__TEXT PASSAGE__:
┏━━
3. If contemporary art must understand itself as a place of events, of  what happens ...  it is worth it to ask ourselves how we are to understand the work that Daniela Libertad presents in un cuerpo de luz, un punto de polvo (a body of light, a speck of dust). I believe that the question makes a case for itself  because even the materials that appear in the show’s title are already elusive: light and dust.  A weight that in Daniela Libertad’s case, seems to define a good part of her intention with, and positioning to, art.

I am interested in reading the relationship of these two materials from the classic (light) to the contemporary (dust); on the one hand the rigor and precision of a drawing (the light) graphite, geometry, intensity, density, etc., and on the other hand the dust, which one can only control with

difficulty: it falls, it collects in corners, we watch it drift through sunlight, it’s there but we can’t really manipulate it until it has accumulate in a certain quantity. It is in a space between these two (similar to the Duchampian infra- mild) that Daniela can enter build / edit that sequence of images generated by an action in which we do not know at all what happens . . . it just happens and has vanished already. . .
┗━━
__WRITTEN TASK A__:
Select every line of the listing below that contains the string "handlebar".

__DATA FOR THIS TASK__:
┏━━
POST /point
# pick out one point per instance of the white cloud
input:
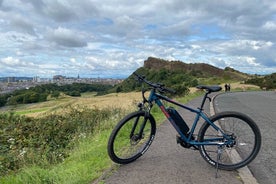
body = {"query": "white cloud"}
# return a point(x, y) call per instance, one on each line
point(115, 37)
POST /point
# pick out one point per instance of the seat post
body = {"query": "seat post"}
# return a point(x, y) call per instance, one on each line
point(203, 100)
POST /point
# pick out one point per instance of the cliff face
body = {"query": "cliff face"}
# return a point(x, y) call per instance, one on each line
point(195, 69)
point(157, 64)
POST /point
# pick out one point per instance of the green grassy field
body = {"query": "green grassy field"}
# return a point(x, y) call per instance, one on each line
point(87, 158)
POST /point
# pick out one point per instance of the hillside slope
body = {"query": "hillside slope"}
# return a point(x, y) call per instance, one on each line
point(180, 75)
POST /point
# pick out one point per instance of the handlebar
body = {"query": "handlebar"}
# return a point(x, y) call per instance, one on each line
point(160, 87)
┗━━
__WRITTEN TASK B__:
In the passage on Daniela Libertad's exhibition above, why does the question of how to understand her work make a case for itself?

__TASK RESPONSE A__:
# pick out one point per instance of the handlebar
body = {"query": "handlebar"}

__TASK RESPONSE B__:
It makes a case for itself because even the materials named in the show's title, light and dust, are already elusive.